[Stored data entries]
Start of Block

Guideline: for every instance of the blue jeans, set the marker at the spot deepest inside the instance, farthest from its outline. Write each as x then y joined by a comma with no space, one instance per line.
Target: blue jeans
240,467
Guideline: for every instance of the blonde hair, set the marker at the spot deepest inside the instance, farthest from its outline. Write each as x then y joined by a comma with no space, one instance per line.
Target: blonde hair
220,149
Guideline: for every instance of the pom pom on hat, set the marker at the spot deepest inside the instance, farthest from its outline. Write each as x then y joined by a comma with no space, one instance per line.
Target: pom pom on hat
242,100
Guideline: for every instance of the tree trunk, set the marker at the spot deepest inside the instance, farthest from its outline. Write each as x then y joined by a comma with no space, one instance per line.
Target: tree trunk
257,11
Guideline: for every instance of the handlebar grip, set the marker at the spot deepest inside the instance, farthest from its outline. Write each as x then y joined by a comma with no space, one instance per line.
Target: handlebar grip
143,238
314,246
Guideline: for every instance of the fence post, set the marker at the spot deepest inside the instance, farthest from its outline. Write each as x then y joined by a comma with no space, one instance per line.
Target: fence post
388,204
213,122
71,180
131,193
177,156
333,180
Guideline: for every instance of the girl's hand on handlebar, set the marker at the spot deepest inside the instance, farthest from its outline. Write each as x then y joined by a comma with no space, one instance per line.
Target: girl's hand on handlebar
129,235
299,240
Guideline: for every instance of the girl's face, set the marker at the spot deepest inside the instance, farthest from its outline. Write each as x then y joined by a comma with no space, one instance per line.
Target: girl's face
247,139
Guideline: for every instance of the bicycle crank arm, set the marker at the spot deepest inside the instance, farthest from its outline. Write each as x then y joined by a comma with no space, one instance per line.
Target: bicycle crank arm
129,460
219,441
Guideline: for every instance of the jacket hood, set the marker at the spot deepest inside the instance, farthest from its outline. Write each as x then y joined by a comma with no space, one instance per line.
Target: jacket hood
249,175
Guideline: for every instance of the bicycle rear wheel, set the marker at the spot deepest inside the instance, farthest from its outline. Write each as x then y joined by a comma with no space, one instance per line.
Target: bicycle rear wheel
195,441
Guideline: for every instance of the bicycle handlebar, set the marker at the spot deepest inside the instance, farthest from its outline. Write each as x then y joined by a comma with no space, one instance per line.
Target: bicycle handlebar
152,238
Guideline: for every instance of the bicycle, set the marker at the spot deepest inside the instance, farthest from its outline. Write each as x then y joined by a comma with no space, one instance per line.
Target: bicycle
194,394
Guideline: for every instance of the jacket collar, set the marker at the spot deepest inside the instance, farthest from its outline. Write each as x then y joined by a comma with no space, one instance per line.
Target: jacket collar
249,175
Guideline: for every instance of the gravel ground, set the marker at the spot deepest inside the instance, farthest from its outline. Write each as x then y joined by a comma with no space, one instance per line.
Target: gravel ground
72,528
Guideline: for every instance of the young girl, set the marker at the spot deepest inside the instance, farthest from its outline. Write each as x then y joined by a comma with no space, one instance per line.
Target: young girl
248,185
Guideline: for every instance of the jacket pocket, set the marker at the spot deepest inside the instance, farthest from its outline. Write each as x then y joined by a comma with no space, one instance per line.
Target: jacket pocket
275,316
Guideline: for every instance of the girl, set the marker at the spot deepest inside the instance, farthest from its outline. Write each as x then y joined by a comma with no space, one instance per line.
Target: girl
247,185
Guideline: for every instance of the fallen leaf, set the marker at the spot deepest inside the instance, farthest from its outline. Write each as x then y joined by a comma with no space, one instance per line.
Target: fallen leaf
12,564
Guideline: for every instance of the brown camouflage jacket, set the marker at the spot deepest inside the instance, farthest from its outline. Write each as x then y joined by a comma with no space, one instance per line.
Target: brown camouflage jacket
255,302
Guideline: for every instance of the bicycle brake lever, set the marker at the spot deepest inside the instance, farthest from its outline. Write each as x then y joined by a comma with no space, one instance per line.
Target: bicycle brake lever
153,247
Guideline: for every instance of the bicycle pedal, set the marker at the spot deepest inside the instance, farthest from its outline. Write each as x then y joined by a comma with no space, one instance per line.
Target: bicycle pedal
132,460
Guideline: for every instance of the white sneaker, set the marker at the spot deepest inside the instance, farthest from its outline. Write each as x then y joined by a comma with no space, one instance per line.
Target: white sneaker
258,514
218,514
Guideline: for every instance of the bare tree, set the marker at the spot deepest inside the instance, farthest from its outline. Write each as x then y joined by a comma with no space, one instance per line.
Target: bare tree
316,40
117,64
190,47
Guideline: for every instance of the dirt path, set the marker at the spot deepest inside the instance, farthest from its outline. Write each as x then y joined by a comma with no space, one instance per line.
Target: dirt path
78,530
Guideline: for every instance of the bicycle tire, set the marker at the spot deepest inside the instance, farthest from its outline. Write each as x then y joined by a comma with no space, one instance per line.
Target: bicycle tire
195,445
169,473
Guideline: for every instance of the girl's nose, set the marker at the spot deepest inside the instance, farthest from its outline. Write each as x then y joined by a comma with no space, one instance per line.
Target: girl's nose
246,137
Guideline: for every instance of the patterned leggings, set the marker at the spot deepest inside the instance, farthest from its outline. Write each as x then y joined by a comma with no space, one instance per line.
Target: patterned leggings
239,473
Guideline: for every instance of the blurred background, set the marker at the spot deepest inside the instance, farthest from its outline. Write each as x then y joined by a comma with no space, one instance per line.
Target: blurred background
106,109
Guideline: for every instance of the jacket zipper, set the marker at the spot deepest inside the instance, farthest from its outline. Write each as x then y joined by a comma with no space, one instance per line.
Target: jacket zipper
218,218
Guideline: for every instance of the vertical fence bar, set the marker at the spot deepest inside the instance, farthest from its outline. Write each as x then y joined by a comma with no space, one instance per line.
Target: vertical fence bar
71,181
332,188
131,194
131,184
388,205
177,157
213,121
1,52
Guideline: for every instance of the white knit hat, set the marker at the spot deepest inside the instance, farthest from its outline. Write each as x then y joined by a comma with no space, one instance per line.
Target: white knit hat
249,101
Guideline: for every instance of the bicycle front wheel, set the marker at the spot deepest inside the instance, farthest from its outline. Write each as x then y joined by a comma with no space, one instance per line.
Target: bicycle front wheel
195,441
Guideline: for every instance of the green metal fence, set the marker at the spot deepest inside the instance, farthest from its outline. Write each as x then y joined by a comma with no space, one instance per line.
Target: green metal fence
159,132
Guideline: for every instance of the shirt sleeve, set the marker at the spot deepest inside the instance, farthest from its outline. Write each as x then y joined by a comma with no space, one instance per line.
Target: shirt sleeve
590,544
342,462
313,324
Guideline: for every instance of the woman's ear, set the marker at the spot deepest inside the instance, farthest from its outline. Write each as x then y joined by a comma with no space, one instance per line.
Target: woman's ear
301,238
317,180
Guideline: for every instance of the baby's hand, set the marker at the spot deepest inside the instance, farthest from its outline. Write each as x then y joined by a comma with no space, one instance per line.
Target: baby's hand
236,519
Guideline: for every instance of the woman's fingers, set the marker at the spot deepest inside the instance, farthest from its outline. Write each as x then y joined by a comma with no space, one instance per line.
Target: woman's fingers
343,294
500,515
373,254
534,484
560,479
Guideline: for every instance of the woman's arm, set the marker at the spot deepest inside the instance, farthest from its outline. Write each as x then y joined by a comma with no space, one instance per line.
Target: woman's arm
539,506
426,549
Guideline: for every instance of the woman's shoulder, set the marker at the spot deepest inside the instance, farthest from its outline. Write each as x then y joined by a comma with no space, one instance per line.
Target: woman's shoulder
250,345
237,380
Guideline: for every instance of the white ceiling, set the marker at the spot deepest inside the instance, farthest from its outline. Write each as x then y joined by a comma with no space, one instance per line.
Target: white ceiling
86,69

End of Block

> [Aim of the exercise]:
Restate each of the entries above verbatim.

> [Written response]:
Guideline: for every instance of the blue jeans, set the marker at the spot deepest inside the instance, farthest from its outline. Write each as x then y joined by a comma with no space, one instance per line.
Target: blue jeans
240,467
Guideline: for every instance of the blonde hair, set the marker at the spot deepest inside the instance, farthest from its outline. Write each as x then y joined by a comma with no space, one instance per line.
Target: blonde hair
220,149
Guideline: for every instance of the pom pom on hat, set the marker at the spot deepest inside the instance, farthest from its outline. Write each as x then y joined by a comma with no space, one instance per line.
Target: pom pom on hat
242,100
Guideline: for every instance of the tree trunk, set the marker at the spot deepest inside the instance, farthest from its outline. Write each as x then y joined by a comma with no space, one instance per line.
Target: tree trunk
257,11
Guideline: for every instance of the handlebar grip, set the marker at the spot deepest inside the instance, farthest from its outline. Write each as x then y joined by a comma with no space, one instance per line.
Target: handlebar grip
143,238
314,246
Guideline: for every instance of the fence post, set the marker at the spot deepest inside the instance, farthest from its outline. Write each as x then y joined by a comma with no space, one instance per line.
Target: fence post
388,204
213,122
71,180
131,193
177,156
333,180
Guideline: for every instance of the girl's hand on handlebar, set the marker at the spot deepest inside the instance, farthest from its outline. Write each as x then y joined by a comma with no space, one instance per line.
Target: girl's hand on handlebar
129,235
299,240
Guideline: for every instance of the girl's face, set the marker at the spot deepest inside the instance, farthest from its outline. Write each as x then y joined by a comma with no space, one instance per line.
Target: girl's face
247,139
Guideline: for every instance of the bicycle crank arm, set the marker at the spot deepest inside the instance, farthest from its outline. Write each as x then y joined by a comma with no space, one instance per line.
Target: bicycle crank arm
129,460
219,441
Guideline: for every instance of the jacket hood, set the marker at the spot deepest inside the instance, farthest from its outline. Write each as x then y joined by a comma with no space, one instance per line.
Target: jacket hood
249,175
Guideline: for every instance of the bicycle rear wheel, set the marker at the spot deepest inside the instance, farthest from its outline. Write each as x then y joined by a comma with no space, one instance per line.
Target: bicycle rear wheel
195,441
Guideline: for every instance of the bicycle handlebar, set the marker at the spot deepest inside the instance, farthest from its outline. Write each as x then y joined by a comma with no space, one instance per line.
Target: bicycle handlebar
152,238
Guideline: for every instance of the bicycle, set the marker at the spot deepest inside the instance, farthest from its outline. Write each as x then y joined by a comma with no space, one instance per line.
Target: bicycle
194,394
Guideline: for every instance of the jacket collar, set the marker at the spot deepest inside the instance, farthest from its outline. Write each as x then y joined by a comma with no space, one instance per line.
Target: jacket collar
249,175
Guideline: for every instance of the gravel ground, set the marker at the spot deepest inside the instance, farthest from its outline. Write each as x then y joined by a comma with no space, one instance per line.
Target: gravel ground
72,528
Guideline: for every instance of the young girl, set the marker at the spot deepest inside the instance, farthest from its outline. Write each as x then y joined by a comma with no space, one instance per line.
Target: young girl
248,185
Guideline: for every instance of the jacket pocket, set the marker at the spot deepest inside the instance, farthest from its outline. Write each as x then y joined by a comma with no space, one instance per line.
Target: jacket pocket
275,316
Guideline: for every instance of the girl, set the marker at the spot deepest inside the instance, farthest from its outline. Write each as x then y joined by a comma with no space, one instance per line.
Target: girl
247,185
Guideline: for every instance of the fallen leaf, set the marker at the spot deepest inside the instance, farthest from its outline. Write each as x then y joined by a comma with no space, one instance per line.
Target: fallen leaf
12,564
Guideline: for every instance of the brown camouflage jacket, set the marker at the spot deepest inside the instance, farthest from its outline. Write each as x then y joined by a comma with no space, one instance per line.
Target: brown camouflage jacket
255,302
Guideline: for every instance of the bicycle brake lever, set the marker at the spot deepest inside the instance, farthest from its outline. Write each as x then y joined by a comma with no space, one instance per line.
Target: bicycle brake lever
153,247
Guideline: for every instance of the bicycle pedal, set the marker at the spot deepest inside the instance, farthest from its outline. Write each as x then y joined by a comma with no space, one instance per line.
Target: bicycle pedal
132,460
Guideline: for every instance of the white sneaker, set the marker at the spot deepest inside the instance, farthest from its outline. Write each as x then y joined by a comma with no space, one instance per line.
Target: white sneaker
258,514
218,514
Guideline: for every instance of the bare tree, set the marker at the spot deepest inside the instance, farthest from its outline. Write each as x then y joined by a comma with no space, one instance per line.
Target: bare tree
316,40
117,64
190,47
Guideline: for every instance of the dirt path, set the marker at the spot deepest inside the instance, farthest from its outline. Write each as x then y joined by a comma with no space, one instance per line.
Target: dirt path
78,530
Guideline: for every instance of the bicycle tire, set the marker at the spot deepest inside the instance, farthest from its outline. Write each as x then y joined by a comma with no space, one instance per line.
Target: bicycle tire
195,445
169,473
Guideline: for every instance of the girl's nose, set the marker at the spot deepest inside the instance, farthest from its outline. Write each as x then y joined by a comma with no space, one instance per line.
Target: girl's nose
246,137
Guideline: for every instance of the patterned leggings, set the marker at the spot deepest inside the instance, farthest from its outline. Write each as x then y joined by a comma with no space, one instance per line.
Target: patterned leggings
239,473
Guideline: for every instance of the blurred background, set the marker at the spot deepest inside the instance, farthest from its outline. Write each as x then y joined by a comma with no space, one instance per line.
Target: blurred background
106,109
Guideline: for every instance of the jacket zipper, set the marker at the spot deepest inside the instance, farthest from its outline. Write each as x then y joined by a comma with no space, one instance per line.
Target: jacket zipper
218,218
Guideline: for every instance of the vertical fence bar, set the marker at the spot deepest inside the instance, farthest from its outline. Write each as x then y joined by a comma with no space, one instance per line.
Target: vertical fence bar
71,181
332,188
131,194
131,184
388,205
177,157
213,121
1,52
Guideline: for every instance of the white knit hat, set the marker at the spot deepest inside the instance, farthest from its outline. Write each as x then y joined by a comma with no space, one instance per line.
Target: white knit hat
249,101
Guideline: for every instance of the bicycle front wheel, set the marker at the spot deepest inside the instance, farthest from its outline. Write each as x then y joined by a comma with no space, one instance per line.
Target: bicycle front wheel
195,441
Guideline: for every instance of the green metal fence, set the marker at the spot deepest inside the instance, farthest from its outline. Write each as x then y joined by a comma with no space, one instance per line.
Target: green metal fence
159,132
Guideline: for every instance of the shirt sleeve, set the marker at the spot deepest inside the instance, farthest from its outline. Write each as x then y joined by a comma with no space, one instance per line.
Target: shirt sleeve
590,544
342,462
313,324
Guideline: for every instance of the woman's ear, set the marker at the spot deepest inside the instance, farthest from its outline. Write each as x then y joined by a comma with no space, one instance per line.
Target: woman's ear
301,238
317,180
Guideline: for every instance of the baby's hand, set the marker at the spot deepest inside the instance, farthest from its outline. Write each as x then y joined by a comma with no space, one instance per line.
Target: baby's hand
236,519
Guideline: for every instance of the woman's fingers, set the marker at the spot deepest inside the instance, farthest from its outline. Write each as x then y joined by a comma with no space, one instance per line.
Target: woman's fingers
343,294
500,515
373,254
534,484
560,479
Guideline: for every instance of the woman's arm, set the marker at the spot deepest inside the instance, farthest from its outline. Write each as x then y joined by a comma with no space, one instance per line.
Target: woman's arm
539,506
426,549
Guideline: for every instance of the woman's shoulder, set the marker at the spot deepest inside the instance, farthest from its outline. Write each as x then y joined by a comma with no space, one instance per line.
Target: woman's shoulder
250,345
237,380
Guideline: for every instance of the white ceiling, set the marker at the spot deepest inside the instance, farthest from its outline. Write each as x then y joined by a comma with no space, one instance per line.
Target: white ceiling
86,69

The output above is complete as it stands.